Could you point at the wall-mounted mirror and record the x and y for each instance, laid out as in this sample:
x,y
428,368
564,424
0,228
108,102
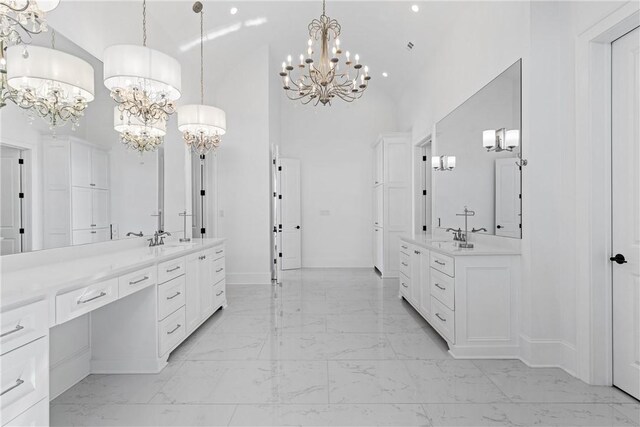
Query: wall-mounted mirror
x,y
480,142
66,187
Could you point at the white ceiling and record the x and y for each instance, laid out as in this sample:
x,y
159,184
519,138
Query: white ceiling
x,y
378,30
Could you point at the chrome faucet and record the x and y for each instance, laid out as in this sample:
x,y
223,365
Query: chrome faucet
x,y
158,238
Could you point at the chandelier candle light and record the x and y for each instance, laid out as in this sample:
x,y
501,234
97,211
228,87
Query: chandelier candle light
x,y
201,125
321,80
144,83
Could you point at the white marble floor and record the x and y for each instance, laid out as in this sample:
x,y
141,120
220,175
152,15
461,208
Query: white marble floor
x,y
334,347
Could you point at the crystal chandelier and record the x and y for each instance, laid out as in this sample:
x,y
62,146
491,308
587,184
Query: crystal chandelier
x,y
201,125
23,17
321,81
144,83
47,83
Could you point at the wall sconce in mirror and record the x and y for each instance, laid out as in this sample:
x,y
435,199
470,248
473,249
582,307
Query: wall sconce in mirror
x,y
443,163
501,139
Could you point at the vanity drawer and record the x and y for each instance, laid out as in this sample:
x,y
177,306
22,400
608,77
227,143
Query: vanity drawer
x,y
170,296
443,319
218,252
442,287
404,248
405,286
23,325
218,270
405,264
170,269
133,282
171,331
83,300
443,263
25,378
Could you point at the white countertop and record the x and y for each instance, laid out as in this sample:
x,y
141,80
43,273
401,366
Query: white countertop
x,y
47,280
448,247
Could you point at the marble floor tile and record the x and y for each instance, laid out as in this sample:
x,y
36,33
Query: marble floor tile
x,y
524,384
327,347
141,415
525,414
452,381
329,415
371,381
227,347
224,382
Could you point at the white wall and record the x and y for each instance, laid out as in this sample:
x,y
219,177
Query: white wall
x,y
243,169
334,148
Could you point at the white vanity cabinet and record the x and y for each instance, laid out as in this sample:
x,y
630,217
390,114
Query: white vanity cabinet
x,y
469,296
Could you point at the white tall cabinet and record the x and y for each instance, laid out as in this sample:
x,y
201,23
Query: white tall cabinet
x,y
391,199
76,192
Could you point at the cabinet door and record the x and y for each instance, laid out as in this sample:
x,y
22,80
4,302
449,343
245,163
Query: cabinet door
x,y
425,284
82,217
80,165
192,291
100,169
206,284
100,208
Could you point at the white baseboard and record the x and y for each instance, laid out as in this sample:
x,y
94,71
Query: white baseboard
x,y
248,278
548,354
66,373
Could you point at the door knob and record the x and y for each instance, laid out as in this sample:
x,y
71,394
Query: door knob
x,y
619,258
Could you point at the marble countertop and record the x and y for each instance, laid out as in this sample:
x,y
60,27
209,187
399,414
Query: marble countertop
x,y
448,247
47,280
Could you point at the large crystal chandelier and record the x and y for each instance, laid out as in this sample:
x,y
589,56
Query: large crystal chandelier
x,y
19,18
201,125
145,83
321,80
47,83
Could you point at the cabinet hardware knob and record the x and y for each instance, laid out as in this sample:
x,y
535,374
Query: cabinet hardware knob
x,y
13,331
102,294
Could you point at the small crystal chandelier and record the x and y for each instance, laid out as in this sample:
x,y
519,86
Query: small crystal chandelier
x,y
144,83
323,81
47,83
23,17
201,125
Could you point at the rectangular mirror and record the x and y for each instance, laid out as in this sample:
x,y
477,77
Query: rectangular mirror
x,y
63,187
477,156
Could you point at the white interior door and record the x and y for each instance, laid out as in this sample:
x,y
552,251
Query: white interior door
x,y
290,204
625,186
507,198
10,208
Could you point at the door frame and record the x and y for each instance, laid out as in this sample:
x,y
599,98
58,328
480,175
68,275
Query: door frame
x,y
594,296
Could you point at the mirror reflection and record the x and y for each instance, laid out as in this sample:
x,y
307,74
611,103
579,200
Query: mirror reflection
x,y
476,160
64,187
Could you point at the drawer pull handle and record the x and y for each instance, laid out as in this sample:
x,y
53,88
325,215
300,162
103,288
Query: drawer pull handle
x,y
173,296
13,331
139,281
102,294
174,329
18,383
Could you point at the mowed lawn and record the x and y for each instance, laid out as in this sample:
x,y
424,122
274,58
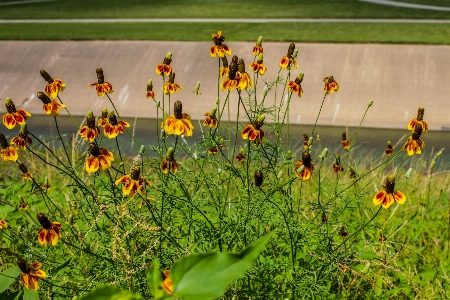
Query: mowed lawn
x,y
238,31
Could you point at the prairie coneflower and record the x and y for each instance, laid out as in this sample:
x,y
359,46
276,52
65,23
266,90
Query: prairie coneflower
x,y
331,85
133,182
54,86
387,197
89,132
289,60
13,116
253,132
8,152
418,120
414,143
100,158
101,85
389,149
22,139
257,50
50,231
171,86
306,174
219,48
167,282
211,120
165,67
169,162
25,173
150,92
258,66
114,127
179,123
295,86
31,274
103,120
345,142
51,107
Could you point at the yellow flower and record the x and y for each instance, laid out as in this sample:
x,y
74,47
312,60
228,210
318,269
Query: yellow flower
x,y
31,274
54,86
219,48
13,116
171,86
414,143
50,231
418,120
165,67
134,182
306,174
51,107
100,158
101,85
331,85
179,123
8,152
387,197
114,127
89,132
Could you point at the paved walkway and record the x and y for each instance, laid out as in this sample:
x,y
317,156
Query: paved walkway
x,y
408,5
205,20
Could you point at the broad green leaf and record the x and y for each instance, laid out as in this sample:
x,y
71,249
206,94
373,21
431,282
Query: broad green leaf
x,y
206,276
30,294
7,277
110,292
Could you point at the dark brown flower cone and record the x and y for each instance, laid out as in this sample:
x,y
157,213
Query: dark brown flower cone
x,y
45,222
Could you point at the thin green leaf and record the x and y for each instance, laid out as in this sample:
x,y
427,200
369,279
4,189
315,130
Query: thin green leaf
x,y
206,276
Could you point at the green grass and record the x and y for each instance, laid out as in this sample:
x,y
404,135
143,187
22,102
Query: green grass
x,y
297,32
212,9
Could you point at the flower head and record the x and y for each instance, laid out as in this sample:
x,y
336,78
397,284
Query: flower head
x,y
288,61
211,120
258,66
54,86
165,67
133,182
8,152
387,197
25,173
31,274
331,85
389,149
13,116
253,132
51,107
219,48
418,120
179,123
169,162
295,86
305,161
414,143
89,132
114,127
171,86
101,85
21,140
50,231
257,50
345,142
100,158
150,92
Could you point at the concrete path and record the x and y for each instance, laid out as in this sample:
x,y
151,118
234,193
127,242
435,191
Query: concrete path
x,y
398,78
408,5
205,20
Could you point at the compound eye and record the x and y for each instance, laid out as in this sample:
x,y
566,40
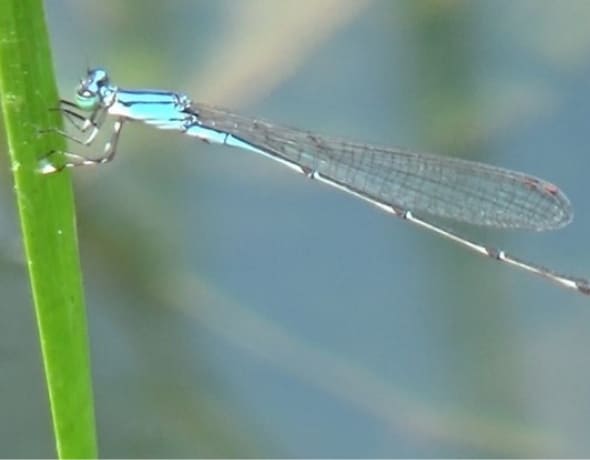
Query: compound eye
--*--
Pictures in the records should not appear in your copy, but everything else must be transcribed exactly.

**PROBLEM SOLUTION**
Could you point at the wall-mounted mirror and record the x and y for each instance, laid out as in this sample:
x,y
428,368
564,424
0,228
108,102
Query: wall-mounted mirror
x,y
480,142
66,187
Could you point at the white ceiling and record the x and y for each instance, laid out as in this sample:
x,y
159,184
519,138
Query: white ceiling
x,y
378,30
Could you point at the chrome faucet and record the x and y for each instance, laid out as in this sample:
x,y
223,365
Query: chrome faucet
x,y
158,238
Could you point at the chandelier candle light and record the x and y for each instance, laid out as in this sample:
x,y
501,234
97,211
228,87
Query: chandelier candle light
x,y
201,125
321,80
144,83
Could you point at the white marble floor and record the x and y for each instance, laid out as in this sample:
x,y
141,120
220,175
152,15
461,208
Query: white marble floor
x,y
334,347
Could you point at the crystal chandelier and record the x and y for each instance, laid out as in this sample:
x,y
62,146
491,308
587,184
Query: crystal chandelier
x,y
201,125
23,17
321,81
144,83
47,83
Could you point at the wall sconce in mirror and record the x and y for each instance, laid out as in this sample:
x,y
435,199
470,248
473,249
582,307
Query: wall sconce in mirror
x,y
443,163
501,139
Could you point at the vanity drawer and record the x and y for each instance, laid out as in this sample:
x,y
177,306
22,400
608,77
227,143
Query: vanity drawer
x,y
170,296
443,319
218,252
442,287
404,248
405,286
23,325
218,270
405,264
170,269
133,282
171,331
83,300
443,263
25,378
Could you point at the white countertop and record the x and y for each instance, laid out as in this sample:
x,y
141,80
43,273
401,366
Query: white countertop
x,y
47,280
448,247
Could you point at the marble floor tile and record the x and y for each instance, laid out as in this sample:
x,y
36,33
Query: marble floor tile
x,y
524,384
327,347
141,415
525,414
452,381
329,415
371,381
227,347
224,382
Could you point at the white wall and record the x and y for each instance, laid out as in this sample:
x,y
219,177
Query: white wall
x,y
243,169
334,148
Could you point at the white vanity cabinet and record the x and y for each instance, laid out as in this sample:
x,y
630,217
390,114
Query: white vanity cabinet
x,y
469,296
Could you point at the white tall cabinet and record the x and y for each instance, laid out as in this sample:
x,y
201,23
Query: white tall cabinet
x,y
391,199
76,192
Could you point at the cabinet door and record the x and y for each instance, laid out as in this sample:
x,y
22,80
4,302
449,343
245,163
Query: cabinet door
x,y
425,284
82,217
80,165
192,291
100,169
206,284
100,208
Could you point at the white baseboard and record the x and y for each instance, laid out as in this sample:
x,y
94,71
Query: white baseboard
x,y
248,278
548,354
66,373
Could you point at the door knob and record the x and y for each instance, laid out as in this sample:
x,y
71,394
Query: door knob
x,y
619,258
Could you point at the marble countertop and record the x and y for each instance, laid out as in this sample:
x,y
60,27
209,187
399,414
Query: marble countertop
x,y
448,247
47,280
Could you point at the large crystal chandelier and record the x and y for each instance, laid out as in this sample:
x,y
589,56
Query: large crystal chandelier
x,y
19,18
201,125
145,83
321,80
47,83
Could you point at the cabinet hardware knob and record the x and y for each instance, laid out as in this sample:
x,y
535,374
Query: cabinet hardware knob
x,y
13,331
102,294
Could you point at the small crystal chandelier and record the x and y for each instance, laid out as in this sample:
x,y
519,86
Query: small crystal chandelier
x,y
144,83
323,81
47,83
23,17
201,125
Could you point at the rectangular mirror and record the x and y for each instance, laid out as in this sample:
x,y
477,77
Query: rectangular mirror
x,y
63,187
477,156
Could you point at the white interior door and record the x and y for each instance, laid out as in this sample:
x,y
552,251
Query: white interior door
x,y
290,204
625,186
507,198
10,208
Could you point at the door frame and record the x and y for each instance, laid out as in this sample:
x,y
599,98
58,328
480,175
68,275
Query: door frame
x,y
594,296
Could you point at the mirror reflection and record the x and y for each instance, laid out as in this sample:
x,y
307,74
611,103
579,200
Query: mirror reflection
x,y
476,160
64,187
Could you point at the drawer pull handle and record the x and y for each instance, laid out as in this sample:
x,y
53,88
325,215
300,162
103,288
Query: drawer pull handle
x,y
173,296
13,331
139,281
102,294
174,329
18,383
Could you point at the mowed lawn and record the x and y for each instance, laid out as in this sample:
x,y
424,122
274,58
Query: mowed lawn
x,y
238,31
Could you point at the prairie coneflower and record the x and y for each instance, laid out as in this sample:
x,y
359,46
276,52
65,23
266,90
Query: prairie coneflower
x,y
331,85
133,182
54,86
387,197
89,132
289,60
13,116
253,132
8,152
418,120
414,143
100,158
101,85
389,149
22,139
257,50
50,231
171,86
306,174
219,48
167,282
211,120
165,67
169,162
25,173
150,92
258,66
114,127
179,123
295,86
31,274
103,120
345,142
51,107
Could you point at the yellow flower and record the x and y for each instance, laid out as in this sample:
x,y
74,47
312,60
228,210
318,269
Query: yellow flower
x,y
31,274
54,86
219,48
13,116
171,86
414,143
50,231
418,120
165,67
134,182
306,174
51,107
100,158
101,85
331,85
179,123
8,152
387,197
114,127
89,132
Could you point at the paved walkway and record the x and y for each instance, laid out as in this sample:
x,y
317,156
Query: paved walkway
x,y
408,5
205,20
Could you point at the broad green leaf and record the x and y for each instance, laid out as in this sample:
x,y
71,249
206,94
373,21
431,282
Query: broad green leaf
x,y
206,276
30,294
7,277
110,292
Could you point at the dark brown flower cone and record the x and y for each instance, laid out as in this sample:
x,y
157,213
Query: dark brown flower cone
x,y
45,222
Could you point at the thin green leaf and record the x and y for each instance, laid out as in this sample:
x,y
427,200
369,279
4,189
315,130
Query: thin green leaf
x,y
206,276
Could you point at the green grass and record the x and y for each instance, laid out as in this sample:
x,y
404,135
143,187
22,102
Query: green grass
x,y
297,32
212,9
Could you point at the flower head and record the x and y for each instance, laid out as in this sample:
x,y
336,78
397,284
Query: flower head
x,y
288,61
211,120
258,66
54,86
165,67
133,182
8,152
387,197
25,173
31,274
331,85
389,149
13,116
253,132
51,107
219,48
418,120
179,123
169,162
295,86
305,161
414,143
89,132
114,127
171,86
101,85
21,140
50,231
257,50
345,142
100,158
150,92
Could you point at the concrete path and record the x and y for each instance, laid out as in this sample:
x,y
151,118
234,193
127,242
435,191
Query: concrete path
x,y
398,78
408,5
205,20
Could you point at the compound eye and record the x and y for each instance, laid out as in this sample:
x,y
566,40
Query: compound eye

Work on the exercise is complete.